▶ Quoted text
»»

Upon closer look, it appears to get the segfault when I access
'mapset', which explains why it would crash on the second+ pass
through that function.

I'll have to work backwards from there.

In src/libes/ogsf/GS2.c's GS_load_att_map(), the 'mapset' variable is
used uninitialized if "reuse" is true.

Moving the 'mapset=xxxx;' bit out of the condition to about line 1257
just before 'if (reuse)' stops the segfault; see the attached patch.

Could someone please test & commit to CVS if it's good, as I'll be out
of town until next week & won't be able to.

Looks ok, but I'm not really sure how much "reuse" reuses.. no chance of
using the wrong mapset from a previous call is there? That would be a
very ugly bug to catch.

forwards in all directions,
Hamish

(attachments)

GS2fix.diff (631 Bytes)

Moving the 'mapset=xxxx;' bit out of the condition to about line 1257
just before 'if (reuse)' stops the segfault; see the attached patch.

««

▶ Challenge 1
Recast the rows as a Markdown table with the columns No. and Line, starting at the line containing "of the high-rise" and running through the end of the rows, both ends included. Number each line and leave out blank lines.

▶ Point labeling dataset excerpts

»»

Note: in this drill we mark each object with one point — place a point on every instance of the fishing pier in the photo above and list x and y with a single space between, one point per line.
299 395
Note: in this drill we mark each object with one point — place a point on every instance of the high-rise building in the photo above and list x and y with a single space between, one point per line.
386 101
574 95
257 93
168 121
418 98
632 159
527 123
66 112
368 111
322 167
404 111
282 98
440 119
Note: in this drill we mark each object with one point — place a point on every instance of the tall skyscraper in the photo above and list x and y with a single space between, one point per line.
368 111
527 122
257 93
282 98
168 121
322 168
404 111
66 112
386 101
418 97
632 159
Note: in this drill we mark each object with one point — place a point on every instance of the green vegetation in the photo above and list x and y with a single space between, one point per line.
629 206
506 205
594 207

««

▶ Challenge 2
Copy word for word the part of the segfault message that opens with the words "Could someone please" and closes with "GS2fix.diff (631 Bytes)".

▶ Exercise output 1
| No. | Line |
|---|---|
| 1 | Note: in this drill we mark each object with one point — place a point on every instance of the high-rise building in the photo above and list x and y with a single space between, one point per line. |
| 2 | 386 101 |
| 3 | 574 95 |
| 4 | 257 93 |
| 5 | 168 121 |
| 6 | 418 98 |
| 7 | 632 159 |
| 8 | 527 123 |
| 9 | 66 112 |
| 10 | 368 111 |
| 11 | 322 167 |
| 12 | 404 111 |
| 13 | 282 98 |
| 14 | 440 119 |
| 15 | Note: in this drill we mark each object with one point — place a point on every instance of the tall skyscraper in the photo above and list x and y with a single space between, one point per line. |
| 16 | 368 111 |
| 17 | 527 122 |
| 18 | 257 93 |
| 19 | 282 98 |
| 20 | 168 121 |
| 21 | 322 168 |
| 22 | 404 111 |
| 23 | 66 112 |
| 24 | 386 101 |
| 25 | 418 97 |
| 26 | 632 159 |
| 27 | Note: in this drill we mark each object with one point — place a point on every instance of the green vegetation in the photo above and list x and y with a single space between, one point per line. |
| 28 | 629 206 |
| 29 | 506 205 |
| 30 | 594 207 |

▶ Exercise output 2
Could someone please test & commit to CVS if it's good, as I'll be out
of town until next week & won't be able to.

Looks ok, but I'm not really sure how much "reuse" reuses.. no chance of
using the wrong mapset from a previous call is there? That would be a
very ugly bug to catch.

forwards in all directions,
Hamish

(attachments)

GS2fix.diff (631 Bytes)